## Start DATA TO PROCESS

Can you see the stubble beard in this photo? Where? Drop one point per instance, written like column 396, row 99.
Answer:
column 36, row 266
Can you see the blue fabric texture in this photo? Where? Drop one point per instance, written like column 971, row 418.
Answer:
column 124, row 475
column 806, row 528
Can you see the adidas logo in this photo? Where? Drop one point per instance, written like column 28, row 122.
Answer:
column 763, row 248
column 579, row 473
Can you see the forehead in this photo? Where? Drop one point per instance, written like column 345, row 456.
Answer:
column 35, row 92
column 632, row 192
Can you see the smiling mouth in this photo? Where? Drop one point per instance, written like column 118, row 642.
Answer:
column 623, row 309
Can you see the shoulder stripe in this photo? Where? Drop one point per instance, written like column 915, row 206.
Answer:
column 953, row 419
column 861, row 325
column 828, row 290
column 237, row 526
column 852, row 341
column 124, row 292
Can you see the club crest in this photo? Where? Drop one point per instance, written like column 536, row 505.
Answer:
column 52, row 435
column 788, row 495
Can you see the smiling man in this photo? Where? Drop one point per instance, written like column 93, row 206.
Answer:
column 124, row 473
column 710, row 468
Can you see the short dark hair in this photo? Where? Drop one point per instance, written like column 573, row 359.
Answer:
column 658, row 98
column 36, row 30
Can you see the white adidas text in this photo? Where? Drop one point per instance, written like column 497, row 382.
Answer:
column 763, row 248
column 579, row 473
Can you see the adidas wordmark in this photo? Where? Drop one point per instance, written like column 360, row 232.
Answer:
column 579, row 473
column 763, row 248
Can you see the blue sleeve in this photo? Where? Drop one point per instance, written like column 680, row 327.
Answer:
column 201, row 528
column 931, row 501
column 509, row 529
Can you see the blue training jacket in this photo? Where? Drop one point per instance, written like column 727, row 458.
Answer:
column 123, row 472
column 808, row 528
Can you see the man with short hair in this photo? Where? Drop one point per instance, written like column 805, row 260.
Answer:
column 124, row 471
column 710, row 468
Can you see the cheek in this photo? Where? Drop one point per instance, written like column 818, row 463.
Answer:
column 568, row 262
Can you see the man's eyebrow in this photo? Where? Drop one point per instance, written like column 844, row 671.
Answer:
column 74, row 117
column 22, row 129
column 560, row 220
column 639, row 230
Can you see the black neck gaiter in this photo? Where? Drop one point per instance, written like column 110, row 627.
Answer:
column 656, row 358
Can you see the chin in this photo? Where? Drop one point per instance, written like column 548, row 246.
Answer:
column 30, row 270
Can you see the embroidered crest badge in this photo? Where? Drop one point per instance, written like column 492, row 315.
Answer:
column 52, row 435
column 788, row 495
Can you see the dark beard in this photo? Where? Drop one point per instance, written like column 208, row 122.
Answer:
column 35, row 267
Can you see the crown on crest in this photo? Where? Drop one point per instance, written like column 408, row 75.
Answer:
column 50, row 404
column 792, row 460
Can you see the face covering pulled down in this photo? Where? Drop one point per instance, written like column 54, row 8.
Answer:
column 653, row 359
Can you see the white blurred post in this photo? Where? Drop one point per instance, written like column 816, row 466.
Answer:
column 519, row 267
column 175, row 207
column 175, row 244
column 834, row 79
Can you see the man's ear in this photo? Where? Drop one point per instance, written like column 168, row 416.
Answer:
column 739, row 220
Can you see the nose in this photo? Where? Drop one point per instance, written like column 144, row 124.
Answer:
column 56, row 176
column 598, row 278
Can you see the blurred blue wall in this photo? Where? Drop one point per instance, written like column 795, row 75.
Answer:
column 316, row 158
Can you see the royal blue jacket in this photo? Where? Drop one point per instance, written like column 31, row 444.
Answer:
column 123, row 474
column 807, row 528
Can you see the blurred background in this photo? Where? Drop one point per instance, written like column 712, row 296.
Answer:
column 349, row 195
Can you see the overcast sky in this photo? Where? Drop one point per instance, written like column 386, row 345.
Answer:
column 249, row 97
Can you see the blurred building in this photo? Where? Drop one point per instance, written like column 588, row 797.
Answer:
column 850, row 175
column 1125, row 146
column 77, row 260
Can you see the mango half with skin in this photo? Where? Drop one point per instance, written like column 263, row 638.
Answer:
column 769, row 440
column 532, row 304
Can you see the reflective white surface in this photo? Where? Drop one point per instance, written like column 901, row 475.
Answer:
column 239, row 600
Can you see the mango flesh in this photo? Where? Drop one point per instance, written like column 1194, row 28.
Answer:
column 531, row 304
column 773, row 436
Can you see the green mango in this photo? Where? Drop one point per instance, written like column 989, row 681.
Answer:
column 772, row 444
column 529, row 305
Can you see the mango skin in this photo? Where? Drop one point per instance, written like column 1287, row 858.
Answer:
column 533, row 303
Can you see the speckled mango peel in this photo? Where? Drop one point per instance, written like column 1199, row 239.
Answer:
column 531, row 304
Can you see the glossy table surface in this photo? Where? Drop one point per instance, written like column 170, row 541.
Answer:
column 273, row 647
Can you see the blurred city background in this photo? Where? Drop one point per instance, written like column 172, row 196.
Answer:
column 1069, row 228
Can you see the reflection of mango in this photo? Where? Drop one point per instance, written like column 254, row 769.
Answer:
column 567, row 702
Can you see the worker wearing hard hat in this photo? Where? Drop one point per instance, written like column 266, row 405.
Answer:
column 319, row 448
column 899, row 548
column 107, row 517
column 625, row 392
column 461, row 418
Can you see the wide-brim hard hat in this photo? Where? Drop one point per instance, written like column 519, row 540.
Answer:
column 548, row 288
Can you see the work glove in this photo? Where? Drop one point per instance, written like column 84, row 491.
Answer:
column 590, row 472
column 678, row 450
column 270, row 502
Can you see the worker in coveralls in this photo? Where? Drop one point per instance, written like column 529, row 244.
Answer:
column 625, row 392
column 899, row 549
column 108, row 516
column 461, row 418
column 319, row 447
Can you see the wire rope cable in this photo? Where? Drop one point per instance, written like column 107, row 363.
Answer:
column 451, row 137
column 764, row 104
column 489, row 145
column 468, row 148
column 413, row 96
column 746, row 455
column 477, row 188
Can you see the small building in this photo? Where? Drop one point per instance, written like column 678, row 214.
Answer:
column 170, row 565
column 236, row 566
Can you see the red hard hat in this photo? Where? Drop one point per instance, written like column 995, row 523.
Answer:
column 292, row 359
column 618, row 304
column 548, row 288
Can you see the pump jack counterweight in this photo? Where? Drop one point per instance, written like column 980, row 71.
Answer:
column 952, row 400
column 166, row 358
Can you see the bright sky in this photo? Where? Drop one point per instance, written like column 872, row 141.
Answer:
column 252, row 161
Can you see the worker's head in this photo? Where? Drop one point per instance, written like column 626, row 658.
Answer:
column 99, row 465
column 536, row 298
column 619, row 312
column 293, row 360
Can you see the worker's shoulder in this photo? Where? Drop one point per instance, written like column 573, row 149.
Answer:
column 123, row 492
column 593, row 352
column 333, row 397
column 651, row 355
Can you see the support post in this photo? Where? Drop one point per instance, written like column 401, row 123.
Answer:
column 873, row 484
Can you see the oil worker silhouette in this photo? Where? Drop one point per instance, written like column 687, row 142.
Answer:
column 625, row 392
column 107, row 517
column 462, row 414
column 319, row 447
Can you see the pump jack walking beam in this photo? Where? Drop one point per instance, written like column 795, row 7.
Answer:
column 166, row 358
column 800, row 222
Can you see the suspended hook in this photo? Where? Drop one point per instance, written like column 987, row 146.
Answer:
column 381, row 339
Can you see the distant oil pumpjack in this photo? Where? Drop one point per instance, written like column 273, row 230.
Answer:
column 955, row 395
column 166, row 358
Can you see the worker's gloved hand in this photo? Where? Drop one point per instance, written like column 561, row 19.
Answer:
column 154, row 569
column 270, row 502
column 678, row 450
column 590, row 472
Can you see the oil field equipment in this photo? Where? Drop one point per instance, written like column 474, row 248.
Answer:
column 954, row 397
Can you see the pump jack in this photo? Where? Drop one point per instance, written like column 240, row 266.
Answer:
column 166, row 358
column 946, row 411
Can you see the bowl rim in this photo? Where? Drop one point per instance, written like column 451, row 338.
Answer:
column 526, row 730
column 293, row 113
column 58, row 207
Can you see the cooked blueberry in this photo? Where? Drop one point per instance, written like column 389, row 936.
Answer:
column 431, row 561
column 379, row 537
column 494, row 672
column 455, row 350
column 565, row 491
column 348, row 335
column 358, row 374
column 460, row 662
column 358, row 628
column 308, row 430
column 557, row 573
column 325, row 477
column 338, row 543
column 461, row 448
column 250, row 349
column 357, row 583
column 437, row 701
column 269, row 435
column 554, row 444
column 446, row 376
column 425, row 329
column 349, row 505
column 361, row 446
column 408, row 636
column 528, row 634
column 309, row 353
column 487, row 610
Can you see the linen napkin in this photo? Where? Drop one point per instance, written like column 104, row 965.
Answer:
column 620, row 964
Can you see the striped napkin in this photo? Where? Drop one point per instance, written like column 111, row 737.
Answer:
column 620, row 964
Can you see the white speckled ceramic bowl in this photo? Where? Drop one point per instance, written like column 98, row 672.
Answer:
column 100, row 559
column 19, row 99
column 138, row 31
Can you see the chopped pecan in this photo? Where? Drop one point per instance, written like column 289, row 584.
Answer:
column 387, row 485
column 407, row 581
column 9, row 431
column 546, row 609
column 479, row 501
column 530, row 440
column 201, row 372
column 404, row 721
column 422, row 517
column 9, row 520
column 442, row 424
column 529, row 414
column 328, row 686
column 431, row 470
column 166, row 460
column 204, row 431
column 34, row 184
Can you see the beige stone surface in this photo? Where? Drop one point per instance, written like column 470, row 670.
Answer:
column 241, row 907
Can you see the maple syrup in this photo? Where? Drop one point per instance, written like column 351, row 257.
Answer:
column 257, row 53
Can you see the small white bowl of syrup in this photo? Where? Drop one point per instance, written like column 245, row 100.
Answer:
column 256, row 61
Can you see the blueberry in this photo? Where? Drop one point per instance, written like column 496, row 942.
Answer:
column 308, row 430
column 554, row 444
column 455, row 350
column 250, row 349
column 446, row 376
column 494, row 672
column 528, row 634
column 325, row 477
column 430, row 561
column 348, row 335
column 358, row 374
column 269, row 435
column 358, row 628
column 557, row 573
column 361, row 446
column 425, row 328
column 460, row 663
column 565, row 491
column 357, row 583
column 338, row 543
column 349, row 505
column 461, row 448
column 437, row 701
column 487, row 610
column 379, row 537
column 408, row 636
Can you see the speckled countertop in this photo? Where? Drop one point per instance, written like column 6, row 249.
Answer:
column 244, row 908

## End DATA TO PROCESS

WHAT TO WORK ON
Copy out the data above, everything from the line containing "Can you see the striped" down to the line containing "column 138, row 31", both included.

SOLUTION
Can you see the striped napkin in this photo? Where? Drop one point per instance, written like column 111, row 737.
Answer:
column 620, row 964
Can you see the white speckled ceramic bowl in this photo? Where? Drop one point per instance, written like column 98, row 672.
Answer:
column 100, row 559
column 19, row 99
column 138, row 31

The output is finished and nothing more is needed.